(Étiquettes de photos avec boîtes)
------------
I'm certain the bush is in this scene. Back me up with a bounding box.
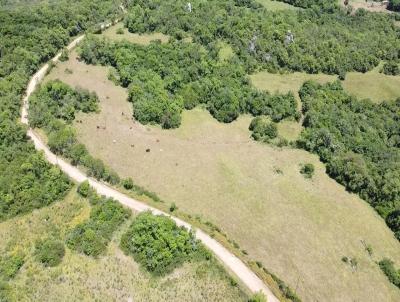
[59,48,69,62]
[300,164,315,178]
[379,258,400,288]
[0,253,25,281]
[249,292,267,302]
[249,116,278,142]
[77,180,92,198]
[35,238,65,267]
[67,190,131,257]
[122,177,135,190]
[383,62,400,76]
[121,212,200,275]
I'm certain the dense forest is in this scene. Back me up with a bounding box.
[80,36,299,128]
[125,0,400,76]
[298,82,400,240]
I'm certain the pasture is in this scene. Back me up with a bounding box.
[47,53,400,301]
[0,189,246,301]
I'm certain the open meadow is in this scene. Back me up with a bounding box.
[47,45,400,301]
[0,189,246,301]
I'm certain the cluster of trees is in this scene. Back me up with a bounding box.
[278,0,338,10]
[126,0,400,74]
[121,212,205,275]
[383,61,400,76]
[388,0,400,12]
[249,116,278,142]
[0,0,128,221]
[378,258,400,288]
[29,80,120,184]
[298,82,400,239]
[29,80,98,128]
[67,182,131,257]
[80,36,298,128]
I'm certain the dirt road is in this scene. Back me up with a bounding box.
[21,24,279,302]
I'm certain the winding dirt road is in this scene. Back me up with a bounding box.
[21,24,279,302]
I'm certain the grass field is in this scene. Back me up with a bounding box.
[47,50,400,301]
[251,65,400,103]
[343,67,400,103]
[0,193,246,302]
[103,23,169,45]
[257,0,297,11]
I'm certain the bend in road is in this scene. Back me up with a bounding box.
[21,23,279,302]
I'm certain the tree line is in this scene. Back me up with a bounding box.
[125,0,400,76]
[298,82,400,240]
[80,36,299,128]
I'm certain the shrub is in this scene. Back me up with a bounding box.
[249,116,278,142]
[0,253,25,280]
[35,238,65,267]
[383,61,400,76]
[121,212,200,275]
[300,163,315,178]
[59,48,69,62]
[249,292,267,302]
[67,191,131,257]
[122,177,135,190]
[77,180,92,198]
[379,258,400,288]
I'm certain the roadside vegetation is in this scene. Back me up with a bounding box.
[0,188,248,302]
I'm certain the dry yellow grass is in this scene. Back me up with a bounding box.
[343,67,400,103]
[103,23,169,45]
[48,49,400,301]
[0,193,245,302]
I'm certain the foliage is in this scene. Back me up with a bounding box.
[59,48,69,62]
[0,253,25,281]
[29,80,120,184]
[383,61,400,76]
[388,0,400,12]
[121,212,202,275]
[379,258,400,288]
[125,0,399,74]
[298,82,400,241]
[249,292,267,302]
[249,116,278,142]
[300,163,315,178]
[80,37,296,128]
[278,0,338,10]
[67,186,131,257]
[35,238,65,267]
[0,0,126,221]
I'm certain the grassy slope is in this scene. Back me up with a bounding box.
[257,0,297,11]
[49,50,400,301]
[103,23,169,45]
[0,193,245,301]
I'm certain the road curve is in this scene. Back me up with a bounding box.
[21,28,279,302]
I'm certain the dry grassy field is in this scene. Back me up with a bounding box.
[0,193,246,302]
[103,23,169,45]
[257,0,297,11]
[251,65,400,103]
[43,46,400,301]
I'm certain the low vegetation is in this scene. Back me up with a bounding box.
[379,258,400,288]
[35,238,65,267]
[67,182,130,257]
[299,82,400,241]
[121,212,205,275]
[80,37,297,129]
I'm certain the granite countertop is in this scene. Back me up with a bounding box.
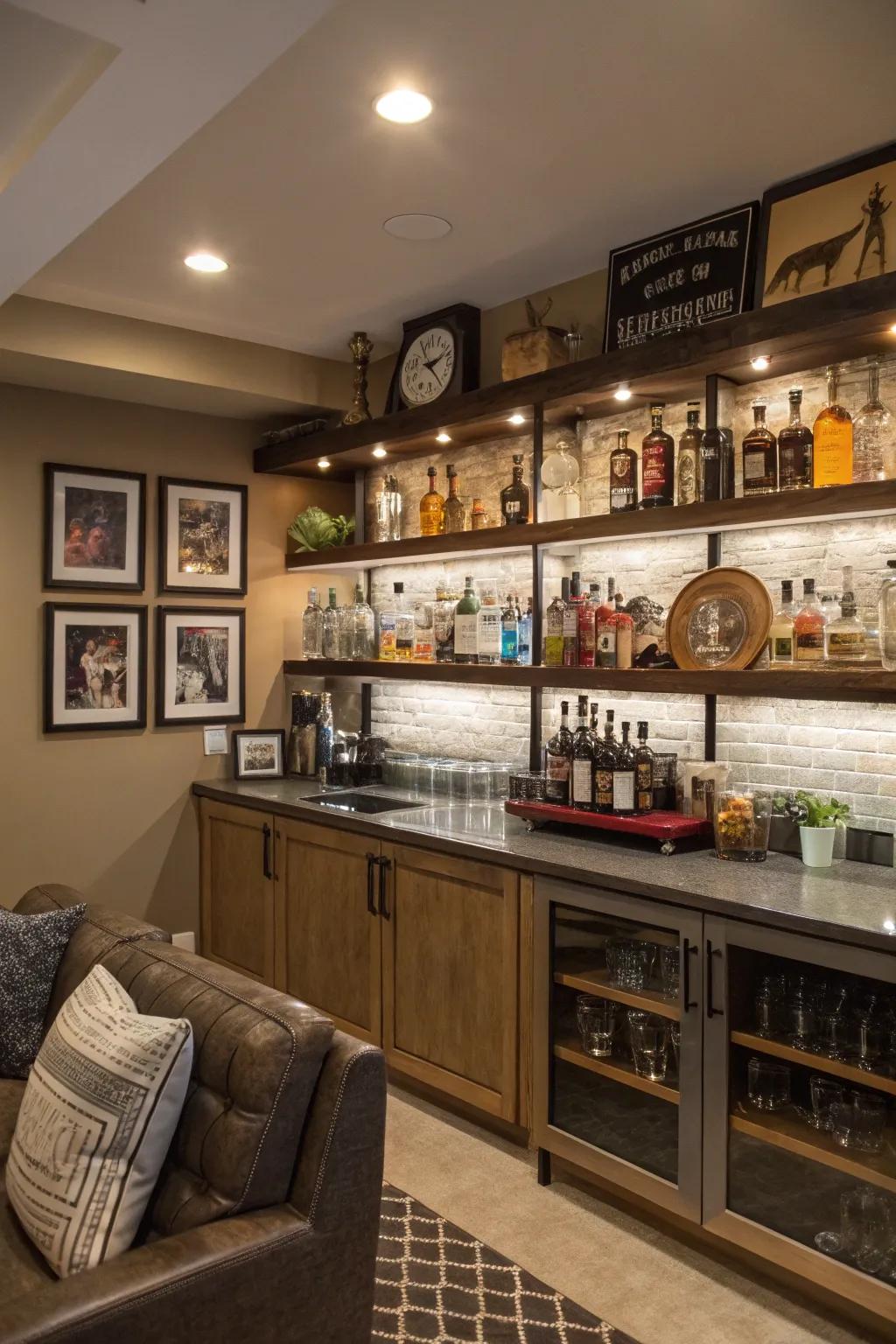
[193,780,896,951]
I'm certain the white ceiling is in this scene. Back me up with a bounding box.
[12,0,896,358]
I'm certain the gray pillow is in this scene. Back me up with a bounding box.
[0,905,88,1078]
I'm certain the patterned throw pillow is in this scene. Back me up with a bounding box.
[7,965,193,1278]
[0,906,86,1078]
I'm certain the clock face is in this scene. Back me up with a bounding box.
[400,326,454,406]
------------
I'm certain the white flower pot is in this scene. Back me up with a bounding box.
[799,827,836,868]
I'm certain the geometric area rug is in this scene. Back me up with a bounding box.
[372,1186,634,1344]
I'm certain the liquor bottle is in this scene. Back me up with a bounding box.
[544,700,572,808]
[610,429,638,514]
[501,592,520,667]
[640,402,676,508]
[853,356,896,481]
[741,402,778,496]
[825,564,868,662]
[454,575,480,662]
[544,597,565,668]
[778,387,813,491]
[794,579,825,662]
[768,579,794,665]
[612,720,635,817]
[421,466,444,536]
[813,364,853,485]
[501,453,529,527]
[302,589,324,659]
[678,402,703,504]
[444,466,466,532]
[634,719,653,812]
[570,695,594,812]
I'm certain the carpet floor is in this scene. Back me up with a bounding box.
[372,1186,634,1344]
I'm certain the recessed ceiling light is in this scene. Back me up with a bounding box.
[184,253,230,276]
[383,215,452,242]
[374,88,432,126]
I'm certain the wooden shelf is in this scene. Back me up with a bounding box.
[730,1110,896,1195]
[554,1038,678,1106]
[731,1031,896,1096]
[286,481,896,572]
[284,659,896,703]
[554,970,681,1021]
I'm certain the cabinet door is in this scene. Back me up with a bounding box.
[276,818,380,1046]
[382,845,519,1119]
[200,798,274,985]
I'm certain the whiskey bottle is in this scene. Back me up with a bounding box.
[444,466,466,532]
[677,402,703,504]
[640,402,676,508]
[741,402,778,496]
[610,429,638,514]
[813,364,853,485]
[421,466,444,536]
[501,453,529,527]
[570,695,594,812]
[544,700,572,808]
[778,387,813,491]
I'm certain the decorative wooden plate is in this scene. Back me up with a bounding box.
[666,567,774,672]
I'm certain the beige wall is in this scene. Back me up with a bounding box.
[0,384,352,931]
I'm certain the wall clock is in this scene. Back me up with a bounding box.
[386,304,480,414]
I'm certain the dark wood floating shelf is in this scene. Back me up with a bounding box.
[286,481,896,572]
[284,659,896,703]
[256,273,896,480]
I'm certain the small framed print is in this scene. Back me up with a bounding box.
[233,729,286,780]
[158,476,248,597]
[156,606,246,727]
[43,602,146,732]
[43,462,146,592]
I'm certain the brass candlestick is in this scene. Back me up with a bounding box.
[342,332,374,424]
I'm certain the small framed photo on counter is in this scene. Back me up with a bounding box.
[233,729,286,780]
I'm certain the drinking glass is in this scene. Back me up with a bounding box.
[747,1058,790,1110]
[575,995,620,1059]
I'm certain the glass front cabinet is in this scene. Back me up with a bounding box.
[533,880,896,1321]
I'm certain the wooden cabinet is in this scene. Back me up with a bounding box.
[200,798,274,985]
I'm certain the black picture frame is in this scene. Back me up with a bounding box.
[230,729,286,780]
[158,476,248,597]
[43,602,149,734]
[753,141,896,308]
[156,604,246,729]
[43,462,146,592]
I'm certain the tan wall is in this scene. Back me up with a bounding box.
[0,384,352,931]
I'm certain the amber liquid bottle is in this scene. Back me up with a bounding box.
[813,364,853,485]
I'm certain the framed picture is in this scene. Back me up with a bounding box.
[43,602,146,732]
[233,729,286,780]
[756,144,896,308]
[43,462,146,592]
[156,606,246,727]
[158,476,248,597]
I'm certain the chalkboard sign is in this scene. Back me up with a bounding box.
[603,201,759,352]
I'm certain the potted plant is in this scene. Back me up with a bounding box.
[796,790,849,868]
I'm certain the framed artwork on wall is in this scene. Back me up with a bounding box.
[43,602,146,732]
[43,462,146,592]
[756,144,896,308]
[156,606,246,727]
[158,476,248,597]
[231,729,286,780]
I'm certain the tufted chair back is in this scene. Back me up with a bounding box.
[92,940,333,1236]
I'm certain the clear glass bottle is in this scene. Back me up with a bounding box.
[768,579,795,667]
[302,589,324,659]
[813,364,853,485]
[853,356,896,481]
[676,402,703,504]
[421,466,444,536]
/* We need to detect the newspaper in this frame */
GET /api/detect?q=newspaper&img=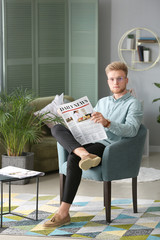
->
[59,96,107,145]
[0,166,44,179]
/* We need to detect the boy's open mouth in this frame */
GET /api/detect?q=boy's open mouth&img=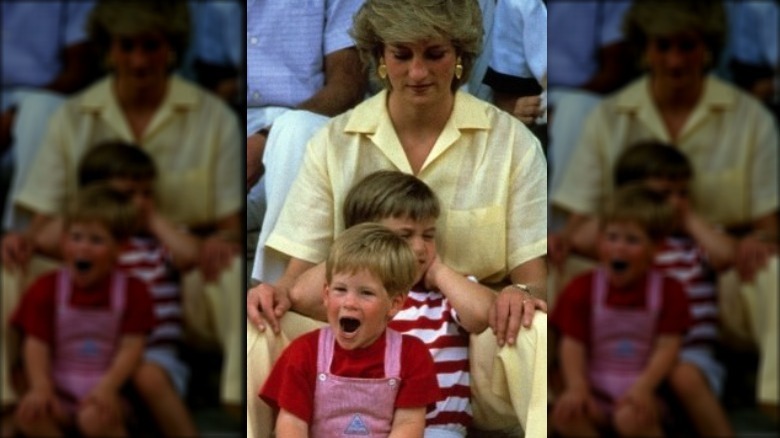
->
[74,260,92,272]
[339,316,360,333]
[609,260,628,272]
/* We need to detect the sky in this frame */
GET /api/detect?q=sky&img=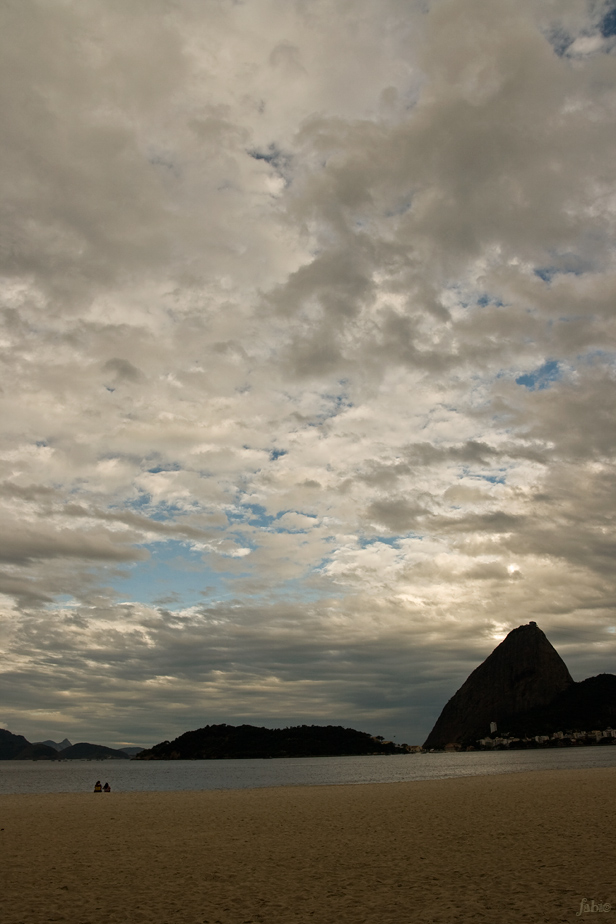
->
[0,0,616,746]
------------
Échangez "frame" contre "shot" dans le passage qui va de la ligne contenant "newspaper in this frame */" jusqu'à la ligne contenant "[0,0,616,746]", sans rien modifier d'autre. Recopiez ce passage en laissant les images de côté.

/* We need to detect the newspaper in this shot */
GET /api/detect?q=newspaper&img=
->
[59,96,107,145]
[0,166,44,179]
/* We need to detect the boy's open mouth in this shot */
GET /api/detect?q=boy's open mouth&img=
->
[74,260,92,272]
[339,316,360,333]
[609,260,628,272]
/* We need to detect the sky in this shot */
GET /api/detect?q=sky&img=
->
[0,0,616,746]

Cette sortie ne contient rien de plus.